Fragen zum Material.
1. Wie viele Wohnungen umfasst die Cité du Lignon laut dem Text über Wohnbauten in der Schweiz?
2. Führen Sie den Text über Wohnbauten in der Schweiz im Anschluss an seinen letzten Satz fort.

Bereitgestellter Text.
########################################

Vernier GE: Cité du Lignon
- grösste Siedlung der Schweiz
- 2370 Wohnungen
- Swimmingpool auf 93 Metern Höhe
- mehr als einen Kilometer lang
- Blick ins Grüne
- eigene Postleitzahl
Die Cité du Lignon in einem Vorort der Stadt Genf ist eines der visionärsten Bauwerke Europas. Die Überbauung wurde in den 1960er Jahren erstellt – als Antwort auf die herrschende Wohnungsnot. Auch heute noch wohnen hier über 6000 Menschen. Rund ein Drittel der Wohnungen ist gemeinnützig, der Rest gehört verschiedenen Firmen, darunter die Pensionskasse BVK. Wir finden: Die Cité du Lignon sollte denen gehören, die drin wohnen.
Kempraten SG: Villa Federer
- Tennisplatz
- Blick auf die Ufenau und die Lützelau
- Bootshaus mit 20-Meter-Steg
- 6 Flachbauten
- 18 000 Quadratmeter
- Wert: rund 60 Millionen Franken
Tennisstar Roger Federer ist ein Mann mit Weitblick. In Dubai besitzt er ein Penthouse mit Blick auf den Hafen. In Valbella gehört ihm ein Ferienhaus mit Aussicht in die Bergwelt. Sattgesehen hat sich Federer aber noch lange nicht: In Kempraten lässt er eine Villa direkt am Zürichsee bauen. Ärgerlich nur, dass ihm der Verein Rives Publiques und die Grünen den Seezugang streitig machen und einen öffentlichen Uferweg vor Federers Villa durchsetzen wollen. Ein guter Anfang, den King zu entthronen.

########################################

Inhalt des Datensatzes.
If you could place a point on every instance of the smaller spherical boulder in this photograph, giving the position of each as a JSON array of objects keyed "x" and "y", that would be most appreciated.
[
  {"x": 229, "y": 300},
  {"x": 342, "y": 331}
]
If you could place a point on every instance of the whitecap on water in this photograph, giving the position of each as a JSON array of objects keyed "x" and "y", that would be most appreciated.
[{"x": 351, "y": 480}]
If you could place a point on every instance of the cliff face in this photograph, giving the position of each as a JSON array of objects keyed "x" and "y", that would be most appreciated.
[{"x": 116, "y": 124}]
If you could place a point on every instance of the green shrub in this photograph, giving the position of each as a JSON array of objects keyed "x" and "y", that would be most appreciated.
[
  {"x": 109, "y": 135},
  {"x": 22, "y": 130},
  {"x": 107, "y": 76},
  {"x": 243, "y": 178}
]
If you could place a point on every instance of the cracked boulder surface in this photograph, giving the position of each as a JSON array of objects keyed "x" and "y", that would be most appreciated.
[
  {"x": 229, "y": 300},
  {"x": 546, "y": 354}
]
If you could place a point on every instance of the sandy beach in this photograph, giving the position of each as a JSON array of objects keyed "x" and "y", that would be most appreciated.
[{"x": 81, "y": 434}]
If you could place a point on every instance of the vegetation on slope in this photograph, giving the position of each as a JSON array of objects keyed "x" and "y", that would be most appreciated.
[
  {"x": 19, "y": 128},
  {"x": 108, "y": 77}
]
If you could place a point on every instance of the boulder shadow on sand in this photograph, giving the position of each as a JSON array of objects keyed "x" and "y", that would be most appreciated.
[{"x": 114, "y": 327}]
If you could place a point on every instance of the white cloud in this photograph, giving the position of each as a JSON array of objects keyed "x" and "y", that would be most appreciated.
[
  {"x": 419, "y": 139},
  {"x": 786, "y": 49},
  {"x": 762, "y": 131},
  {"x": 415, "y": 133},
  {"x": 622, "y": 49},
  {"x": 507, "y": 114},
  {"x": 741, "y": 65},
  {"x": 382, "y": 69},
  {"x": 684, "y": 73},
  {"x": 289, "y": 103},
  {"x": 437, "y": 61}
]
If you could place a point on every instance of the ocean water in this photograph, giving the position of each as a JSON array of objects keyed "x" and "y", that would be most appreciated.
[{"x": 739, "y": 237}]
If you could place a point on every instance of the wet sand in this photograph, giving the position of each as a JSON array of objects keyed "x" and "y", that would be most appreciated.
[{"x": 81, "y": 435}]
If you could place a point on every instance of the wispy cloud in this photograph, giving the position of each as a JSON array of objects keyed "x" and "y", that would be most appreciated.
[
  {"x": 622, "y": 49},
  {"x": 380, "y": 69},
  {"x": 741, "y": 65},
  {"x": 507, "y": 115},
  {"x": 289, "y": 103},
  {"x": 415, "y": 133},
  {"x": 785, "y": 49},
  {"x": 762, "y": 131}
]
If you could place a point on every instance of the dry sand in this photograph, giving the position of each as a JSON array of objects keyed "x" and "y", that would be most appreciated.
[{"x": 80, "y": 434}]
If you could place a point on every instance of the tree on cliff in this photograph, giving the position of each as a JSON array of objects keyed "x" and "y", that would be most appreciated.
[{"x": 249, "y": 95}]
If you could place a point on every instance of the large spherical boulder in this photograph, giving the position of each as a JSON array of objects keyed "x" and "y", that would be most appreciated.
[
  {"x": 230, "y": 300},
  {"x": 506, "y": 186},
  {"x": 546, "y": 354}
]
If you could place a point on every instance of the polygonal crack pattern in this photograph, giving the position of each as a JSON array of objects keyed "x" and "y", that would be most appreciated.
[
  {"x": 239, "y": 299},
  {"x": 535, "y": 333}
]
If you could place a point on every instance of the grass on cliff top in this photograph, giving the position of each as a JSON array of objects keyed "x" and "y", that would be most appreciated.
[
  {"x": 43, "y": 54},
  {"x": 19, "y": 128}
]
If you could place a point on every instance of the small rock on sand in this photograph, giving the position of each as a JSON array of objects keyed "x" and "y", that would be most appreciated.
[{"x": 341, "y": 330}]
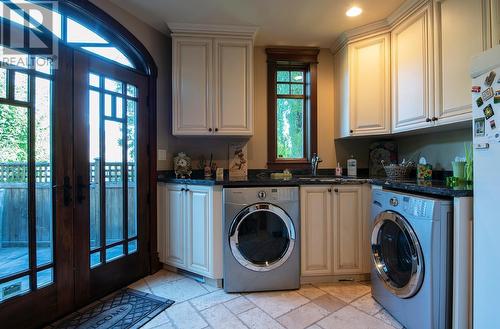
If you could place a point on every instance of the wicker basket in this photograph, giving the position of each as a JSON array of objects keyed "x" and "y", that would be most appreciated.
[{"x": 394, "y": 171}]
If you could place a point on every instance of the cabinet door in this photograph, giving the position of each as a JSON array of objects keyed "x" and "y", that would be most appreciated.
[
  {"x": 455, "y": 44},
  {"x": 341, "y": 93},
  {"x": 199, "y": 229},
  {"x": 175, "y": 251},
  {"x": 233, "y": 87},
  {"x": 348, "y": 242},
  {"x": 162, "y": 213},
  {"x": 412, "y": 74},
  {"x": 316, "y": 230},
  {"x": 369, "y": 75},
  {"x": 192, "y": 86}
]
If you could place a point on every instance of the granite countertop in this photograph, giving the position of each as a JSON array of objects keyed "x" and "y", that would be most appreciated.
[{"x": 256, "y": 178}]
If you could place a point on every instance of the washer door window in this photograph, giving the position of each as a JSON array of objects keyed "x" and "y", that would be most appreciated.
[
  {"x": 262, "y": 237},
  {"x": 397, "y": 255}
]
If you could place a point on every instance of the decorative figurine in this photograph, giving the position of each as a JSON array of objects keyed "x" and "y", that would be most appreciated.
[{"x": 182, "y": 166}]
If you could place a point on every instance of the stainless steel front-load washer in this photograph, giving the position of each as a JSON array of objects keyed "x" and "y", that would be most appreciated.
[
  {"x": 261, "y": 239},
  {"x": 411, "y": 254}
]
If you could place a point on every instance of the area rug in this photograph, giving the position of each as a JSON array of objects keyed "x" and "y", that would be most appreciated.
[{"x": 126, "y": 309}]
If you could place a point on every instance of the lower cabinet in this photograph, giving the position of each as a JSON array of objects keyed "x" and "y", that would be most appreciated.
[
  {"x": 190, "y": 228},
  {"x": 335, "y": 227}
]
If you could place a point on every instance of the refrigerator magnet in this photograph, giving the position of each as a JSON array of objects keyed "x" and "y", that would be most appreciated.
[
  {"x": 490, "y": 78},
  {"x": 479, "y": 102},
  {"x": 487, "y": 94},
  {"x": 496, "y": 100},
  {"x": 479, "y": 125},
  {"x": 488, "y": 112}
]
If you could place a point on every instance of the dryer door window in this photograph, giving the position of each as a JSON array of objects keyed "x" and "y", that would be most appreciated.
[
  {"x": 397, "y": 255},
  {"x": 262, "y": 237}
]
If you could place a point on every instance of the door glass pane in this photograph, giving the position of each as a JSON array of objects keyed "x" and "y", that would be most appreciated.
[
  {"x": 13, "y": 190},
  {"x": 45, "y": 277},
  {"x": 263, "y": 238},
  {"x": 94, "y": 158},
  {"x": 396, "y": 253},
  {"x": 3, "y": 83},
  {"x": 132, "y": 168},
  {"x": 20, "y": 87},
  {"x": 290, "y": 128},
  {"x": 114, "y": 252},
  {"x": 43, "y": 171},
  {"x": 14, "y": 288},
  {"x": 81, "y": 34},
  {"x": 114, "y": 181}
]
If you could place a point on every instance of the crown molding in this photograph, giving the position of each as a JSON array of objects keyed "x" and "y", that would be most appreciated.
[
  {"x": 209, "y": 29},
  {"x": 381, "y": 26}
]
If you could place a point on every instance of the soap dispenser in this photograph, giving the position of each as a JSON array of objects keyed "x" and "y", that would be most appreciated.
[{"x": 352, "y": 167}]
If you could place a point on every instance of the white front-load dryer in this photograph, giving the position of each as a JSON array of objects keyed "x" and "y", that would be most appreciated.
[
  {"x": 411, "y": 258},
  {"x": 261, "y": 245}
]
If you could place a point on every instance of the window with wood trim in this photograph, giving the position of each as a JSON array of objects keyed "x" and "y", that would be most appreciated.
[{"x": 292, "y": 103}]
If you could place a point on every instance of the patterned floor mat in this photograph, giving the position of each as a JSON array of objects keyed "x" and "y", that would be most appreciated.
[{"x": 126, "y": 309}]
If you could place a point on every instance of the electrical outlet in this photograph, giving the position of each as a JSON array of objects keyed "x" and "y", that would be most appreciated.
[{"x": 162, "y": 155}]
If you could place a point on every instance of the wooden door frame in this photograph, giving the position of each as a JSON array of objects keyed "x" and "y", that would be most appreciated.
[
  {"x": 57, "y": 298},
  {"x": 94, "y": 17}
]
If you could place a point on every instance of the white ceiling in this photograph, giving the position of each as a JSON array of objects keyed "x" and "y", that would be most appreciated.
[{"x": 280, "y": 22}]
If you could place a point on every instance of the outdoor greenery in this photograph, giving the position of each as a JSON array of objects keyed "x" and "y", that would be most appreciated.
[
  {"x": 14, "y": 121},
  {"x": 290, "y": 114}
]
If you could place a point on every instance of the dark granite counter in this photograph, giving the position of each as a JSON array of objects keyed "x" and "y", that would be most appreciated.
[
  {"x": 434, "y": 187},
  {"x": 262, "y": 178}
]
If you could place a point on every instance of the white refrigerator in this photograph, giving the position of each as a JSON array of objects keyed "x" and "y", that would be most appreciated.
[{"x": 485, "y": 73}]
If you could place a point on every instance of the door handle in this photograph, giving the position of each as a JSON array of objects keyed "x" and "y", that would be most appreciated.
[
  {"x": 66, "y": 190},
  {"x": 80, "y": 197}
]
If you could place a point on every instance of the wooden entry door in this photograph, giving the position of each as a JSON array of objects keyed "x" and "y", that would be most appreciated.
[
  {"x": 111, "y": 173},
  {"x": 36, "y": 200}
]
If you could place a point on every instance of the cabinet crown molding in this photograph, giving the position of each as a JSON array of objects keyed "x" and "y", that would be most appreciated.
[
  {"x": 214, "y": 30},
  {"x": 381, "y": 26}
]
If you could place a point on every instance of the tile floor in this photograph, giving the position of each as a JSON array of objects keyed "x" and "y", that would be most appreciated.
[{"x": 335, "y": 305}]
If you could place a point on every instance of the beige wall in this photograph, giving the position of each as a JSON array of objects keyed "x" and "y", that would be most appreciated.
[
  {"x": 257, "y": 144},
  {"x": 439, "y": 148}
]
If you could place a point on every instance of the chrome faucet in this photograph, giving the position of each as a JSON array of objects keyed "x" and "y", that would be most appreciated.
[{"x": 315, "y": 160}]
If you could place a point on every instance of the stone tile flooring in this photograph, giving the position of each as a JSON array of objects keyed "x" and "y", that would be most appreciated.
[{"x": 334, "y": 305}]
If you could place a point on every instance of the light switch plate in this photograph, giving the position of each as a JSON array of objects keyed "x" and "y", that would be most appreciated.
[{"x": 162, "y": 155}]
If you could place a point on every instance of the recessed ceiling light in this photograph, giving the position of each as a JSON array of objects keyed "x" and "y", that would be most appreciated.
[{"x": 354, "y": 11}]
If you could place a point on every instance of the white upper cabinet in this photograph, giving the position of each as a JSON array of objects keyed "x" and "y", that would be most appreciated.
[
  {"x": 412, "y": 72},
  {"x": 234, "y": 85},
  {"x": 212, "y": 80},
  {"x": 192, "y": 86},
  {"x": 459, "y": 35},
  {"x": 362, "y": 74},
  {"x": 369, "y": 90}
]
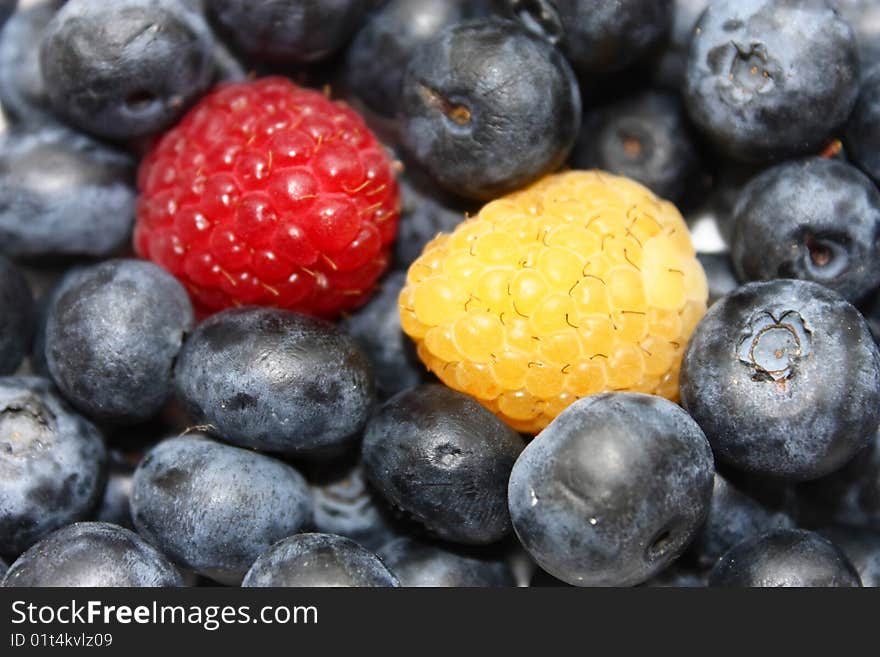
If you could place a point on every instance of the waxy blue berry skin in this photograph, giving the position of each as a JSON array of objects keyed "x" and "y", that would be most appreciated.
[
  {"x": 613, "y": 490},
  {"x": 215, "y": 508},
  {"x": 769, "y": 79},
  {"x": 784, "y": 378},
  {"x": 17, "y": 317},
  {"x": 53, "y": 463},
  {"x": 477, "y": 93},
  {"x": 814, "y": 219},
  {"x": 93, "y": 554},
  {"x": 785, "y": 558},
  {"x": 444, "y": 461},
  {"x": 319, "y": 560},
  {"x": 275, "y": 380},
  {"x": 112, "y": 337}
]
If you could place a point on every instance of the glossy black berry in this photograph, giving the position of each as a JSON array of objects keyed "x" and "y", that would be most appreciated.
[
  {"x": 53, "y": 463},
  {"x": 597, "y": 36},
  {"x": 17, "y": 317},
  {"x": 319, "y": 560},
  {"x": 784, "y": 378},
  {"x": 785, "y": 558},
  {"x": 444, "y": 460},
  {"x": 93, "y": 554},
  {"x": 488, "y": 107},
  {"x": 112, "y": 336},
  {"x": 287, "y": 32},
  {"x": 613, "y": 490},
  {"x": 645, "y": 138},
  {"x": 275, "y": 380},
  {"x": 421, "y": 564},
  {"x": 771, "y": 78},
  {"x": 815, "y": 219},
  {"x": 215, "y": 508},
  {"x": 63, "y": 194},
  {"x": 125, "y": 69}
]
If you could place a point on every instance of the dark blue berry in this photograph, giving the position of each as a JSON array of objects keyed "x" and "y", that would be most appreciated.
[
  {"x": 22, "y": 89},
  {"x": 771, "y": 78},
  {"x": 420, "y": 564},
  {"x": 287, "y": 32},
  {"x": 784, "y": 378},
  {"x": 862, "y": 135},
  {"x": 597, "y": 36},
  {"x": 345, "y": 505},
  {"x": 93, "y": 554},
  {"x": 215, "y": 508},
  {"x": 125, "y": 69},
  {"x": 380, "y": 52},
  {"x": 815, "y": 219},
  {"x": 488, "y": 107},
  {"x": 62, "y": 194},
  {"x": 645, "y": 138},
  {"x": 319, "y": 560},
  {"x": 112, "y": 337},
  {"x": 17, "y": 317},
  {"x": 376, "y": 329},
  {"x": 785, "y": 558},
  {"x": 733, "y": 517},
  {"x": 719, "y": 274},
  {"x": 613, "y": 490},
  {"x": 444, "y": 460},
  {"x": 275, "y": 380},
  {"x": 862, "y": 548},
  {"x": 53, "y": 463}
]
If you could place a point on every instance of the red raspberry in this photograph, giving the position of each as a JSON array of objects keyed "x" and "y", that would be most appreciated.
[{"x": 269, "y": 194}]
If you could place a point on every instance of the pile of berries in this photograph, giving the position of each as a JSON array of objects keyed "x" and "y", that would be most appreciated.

########################################

Gelöste Aufgaben.
1. 2370 Wohnungen.

2.
St. Moritz GR: Ferienhaus Melnitschenko
- am sonnigen Suvrettahang
- Aussicht ins Oberengadin
- gut getarnt als Chalet
- mit grossem Spa
- Anschluss an Skigebiet
- weitere Enteignungsobjekte nebenan
Der Suvrettahang in St. Moritz gehört zu den teuersten Lagen der Welt. Da wirkt das hölzerne Chalet des russischen Oligarchen Andrei Melnitschenko fast bescheiden. Was eine Vergesellschaftung bringt, davon berichtete eine Hausangestellte bei SRF-«Reporter»: «Was man von aussen sieht, ist nicht das, was es wirklich ist. Viel versteckt sich im Berg!» Multimilliardär Melnitschenko, ein treuer Vasall Wladimir Putins, entkam bisher mit Tricks den Schweizer Sanktionen. Da hilft nur die direkte Aktion.
Andermatt UR: Chedi
- auf 1447 Metern über Meer
- schattig dank Gemsstock
- Luxushotel mit Wohnungen
- Golfplatz, Skigebiet und Spa
- Strassen in alle Himmelsrichtungen
- Gault-Millau-Hotel des Jahres 2017
Die Vergesellschaftung des Chedi-Komplexes verspricht tiefe Einblicke in die Keller, den schlechten Geschmack («alpiner Chic und asiatischer Ausdruck») und weitere peinliche Zonen des Superreichtums. Die Hotelsuiten, Penthouses und Chalets schreien nach kreativer Zweckentfremdung, die Infrastruktur ist garantiert hochwertig. Der einstige Säumerknotenpunkt, Armeestützpunkt und Luxushotspot Andermatt (wörtlich: bei der Wiese) findet endlich seine wahre Bestimmung: als Allmend.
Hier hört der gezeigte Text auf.